**OBJECTIVE:** Reproduce the records with every "rocky shoreline" swapped for "pebbled coastline" and everything else left the same. Leave the pictures out.

**RECORDS:**
====
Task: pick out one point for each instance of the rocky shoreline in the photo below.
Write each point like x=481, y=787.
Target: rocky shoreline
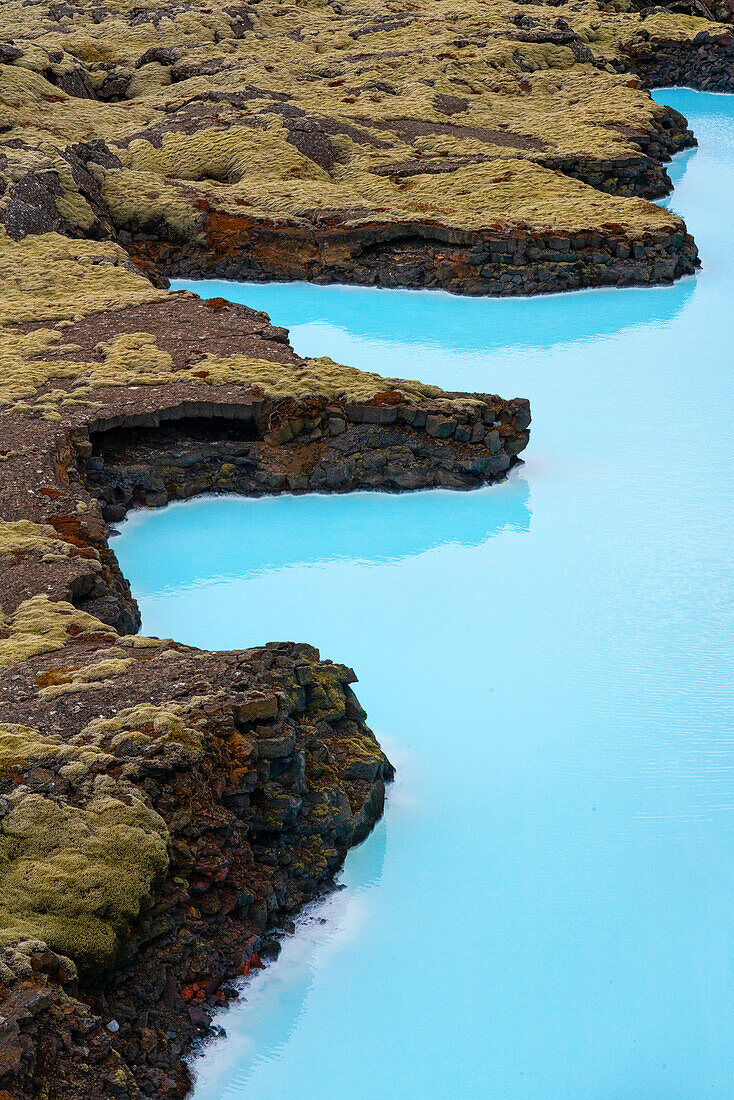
x=241, y=778
x=166, y=812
====
**WRITTEN SOLUTION:**
Task: pick out one point for each instance of the pebbled coastline in the photo below.
Write each point like x=481, y=787.
Target: pebbled coastline
x=241, y=778
x=166, y=812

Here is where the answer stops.